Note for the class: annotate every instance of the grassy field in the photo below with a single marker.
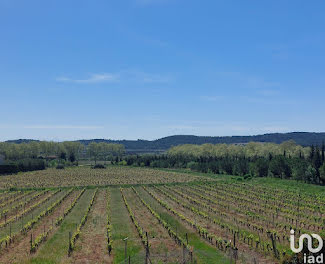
(160, 215)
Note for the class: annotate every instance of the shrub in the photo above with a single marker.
(99, 166)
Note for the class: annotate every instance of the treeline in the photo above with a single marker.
(22, 165)
(287, 160)
(36, 155)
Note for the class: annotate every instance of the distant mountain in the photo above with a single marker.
(19, 141)
(162, 144)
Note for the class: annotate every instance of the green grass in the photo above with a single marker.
(122, 227)
(17, 225)
(204, 252)
(56, 248)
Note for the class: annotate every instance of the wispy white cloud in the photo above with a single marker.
(122, 76)
(61, 127)
(150, 2)
(268, 92)
(93, 78)
(211, 98)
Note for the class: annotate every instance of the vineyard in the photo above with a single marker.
(153, 216)
(85, 176)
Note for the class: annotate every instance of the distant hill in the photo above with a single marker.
(162, 144)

- - -

→ **TASK REQUIREMENTS**: After removing each picture, print the entries above exactly as they were.

→ **SOLUTION FOR THIS PROBLEM**:
Note for the class: annotate every instance of the grassy field in the photo below with a single marker.
(160, 215)
Note for the class: annotate every instance of the shrub in the photo above with a single marker.
(99, 166)
Note for the class: annotate every instance of the treeline in the photo above with a single marker.
(22, 165)
(287, 160)
(36, 155)
Note for the class: annotate every instance of the distant mountain in the photo above with a single marker.
(19, 141)
(162, 144)
Note for the class: annotate every instance of the green grass in the photo above with a single marker.
(122, 227)
(17, 225)
(204, 252)
(56, 248)
Note for the class: annotate every instance of the wispy white cloud in the photo above with a single marker.
(122, 76)
(61, 127)
(150, 2)
(268, 92)
(93, 78)
(211, 98)
Note for the class: annotate every instance of the vineyard in the photo above with a single marker.
(153, 216)
(85, 176)
Note for the class: annotate every instance of the distant hill in the photo above with a single marker.
(162, 144)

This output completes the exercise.